DATA TALES #11: The Case of the Ballooning Tables

Over recent months I have written a series of articles on how the overall size of a financial services database was tamed by the application of table compression, XML compression, and PDF size reduction. I have applied this approach at many sites but recently came across one where the outcome seemed to constantly be getting worse rather than better. Every time I tried to improve the situation, it got worse. Let’s discuss why.

Transforming the Database

I’ve been writing about how important table compression is and the outcomes that we’ve achieved with it. One of the first steps I always take before applying table compression though, is to work out which tables (and if partitioned, which partitions) should have ROW or PAGE compression. In the 3rd article of the Database on a Diet series, I described code that can be used to determine an appropriate mix of compression. Using ROW compression for all tables (or partitions) or PAGE compression for all tables are both inappropriate so it’s important to apply those lessons. But because the decisions that the code that I supplied makes are based on DMVs that get reset on each system restart, they should only be applied on systems that have been in use for some time without restarts.
For this database at a large financial organization, all the signs were good. The server had been running non-stop for over seven months, and the tables were large enough to be of interest. I ran the scripts to work out a good mix of PAGE and ROW. Because of the size of the tables though, I knew that I couldn’t perform all the required rebuilds of the tables and indexes during a single outage. So we planned a series of rebuilds over a series of weekends.
Before doing anything like this on large production systems, it’s important to make sure that it will work, first time. We had a copy of their production database to run tests on. It was identical to their real production database and the only difference was that the personal details of clients were masked.

Masking Personally-Identifiable or Sensitive Data

Before continuing with this story, I feel the need to make a few comments about “masking” production data to remove personally-identifiable or sensitive information. It is very hard to organize suitable databases for developers and testers to work with. Generally, I see organizations try one of the following:

Just use a copy of the production database. I’m hoping that this is uncommon now as it usually totally breaches any concepts of protecting sensitive data. Unfortunately, I do see it happening at way too many companies.
Starting with a database that only has reference data and letting developers and testers enter the other data that’s needed. The outcome of this is invariably databases that are nothing like the actual production databases, and rarely are out-of-the-ordinary options exercised. For example, you won’t find odd parsing issues in application code unless special characters are used in places where you didn’t immediately expect them.

+++

# REQUESTS
(a) According to the Data Tales article, how long had the server at the large financial organization been running without a restart?
(b) Rewrite the paragraph of the Data Tales article that begins "For this database at a large financial organization" as a short bulleted list that keeps its main facts.

# DATA LISTING
+++

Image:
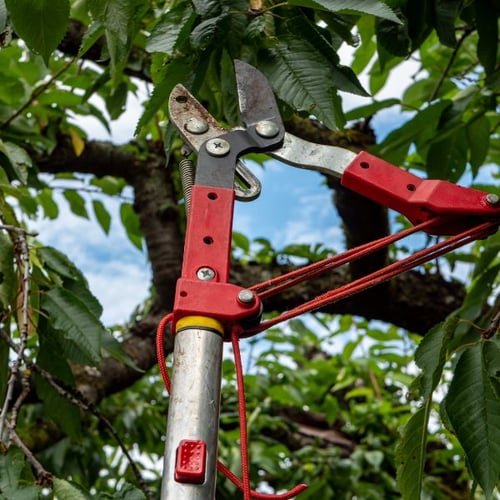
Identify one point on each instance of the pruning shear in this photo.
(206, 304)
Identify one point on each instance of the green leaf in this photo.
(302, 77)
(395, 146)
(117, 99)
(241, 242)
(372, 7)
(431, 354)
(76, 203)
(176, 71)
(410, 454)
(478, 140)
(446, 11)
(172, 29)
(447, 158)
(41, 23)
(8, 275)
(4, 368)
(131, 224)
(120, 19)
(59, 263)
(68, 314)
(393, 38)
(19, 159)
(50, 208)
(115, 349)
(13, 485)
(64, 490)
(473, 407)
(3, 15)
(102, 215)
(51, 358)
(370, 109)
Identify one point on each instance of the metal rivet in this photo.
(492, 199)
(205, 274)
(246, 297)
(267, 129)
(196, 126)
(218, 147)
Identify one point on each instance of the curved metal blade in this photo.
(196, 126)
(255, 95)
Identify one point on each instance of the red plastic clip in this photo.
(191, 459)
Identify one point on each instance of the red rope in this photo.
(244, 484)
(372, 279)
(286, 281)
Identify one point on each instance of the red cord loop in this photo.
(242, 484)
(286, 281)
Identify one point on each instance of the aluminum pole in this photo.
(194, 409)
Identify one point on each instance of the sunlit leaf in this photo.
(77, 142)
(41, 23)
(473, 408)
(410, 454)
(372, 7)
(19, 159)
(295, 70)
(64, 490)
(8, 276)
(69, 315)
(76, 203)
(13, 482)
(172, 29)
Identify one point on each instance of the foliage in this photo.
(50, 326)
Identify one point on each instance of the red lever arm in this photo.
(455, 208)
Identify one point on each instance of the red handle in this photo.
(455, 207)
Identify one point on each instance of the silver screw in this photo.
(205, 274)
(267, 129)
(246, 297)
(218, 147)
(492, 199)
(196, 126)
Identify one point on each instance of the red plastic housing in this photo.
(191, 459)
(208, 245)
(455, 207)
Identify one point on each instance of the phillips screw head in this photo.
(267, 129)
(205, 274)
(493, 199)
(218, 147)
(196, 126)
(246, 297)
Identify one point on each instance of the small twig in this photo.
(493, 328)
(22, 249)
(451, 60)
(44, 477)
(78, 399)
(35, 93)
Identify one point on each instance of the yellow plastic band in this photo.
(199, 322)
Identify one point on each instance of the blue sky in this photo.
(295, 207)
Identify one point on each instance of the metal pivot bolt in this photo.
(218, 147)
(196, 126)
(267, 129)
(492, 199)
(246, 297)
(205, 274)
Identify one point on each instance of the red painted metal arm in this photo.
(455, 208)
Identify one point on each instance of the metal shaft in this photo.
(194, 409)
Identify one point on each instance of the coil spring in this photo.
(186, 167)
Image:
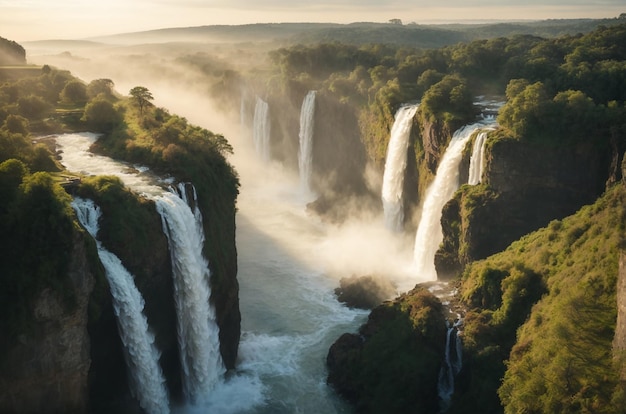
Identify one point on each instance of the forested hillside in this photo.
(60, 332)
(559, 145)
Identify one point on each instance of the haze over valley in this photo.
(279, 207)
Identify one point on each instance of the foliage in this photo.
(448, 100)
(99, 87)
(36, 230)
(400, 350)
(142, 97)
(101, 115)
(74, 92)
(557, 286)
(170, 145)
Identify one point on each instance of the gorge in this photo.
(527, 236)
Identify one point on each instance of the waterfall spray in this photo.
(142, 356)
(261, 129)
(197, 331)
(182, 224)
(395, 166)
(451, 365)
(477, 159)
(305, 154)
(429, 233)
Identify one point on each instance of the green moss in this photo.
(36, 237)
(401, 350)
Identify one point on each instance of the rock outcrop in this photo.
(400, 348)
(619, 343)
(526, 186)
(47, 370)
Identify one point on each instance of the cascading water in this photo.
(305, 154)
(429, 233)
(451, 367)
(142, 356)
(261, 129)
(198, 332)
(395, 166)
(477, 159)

+++

# COMPLETE ANSWERS
(a) Over seven months.

(b)
- The server had been running non-stop for over seven months, and the tables were large enough to be of interest.
- Scripts were run to work out a good mix of PAGE and ROW compression.
- Because of the tables' size, the required rebuilds of tables and indexes could not all be performed during a single outage.
- A series of rebuilds was therefore planned over a series of weekends.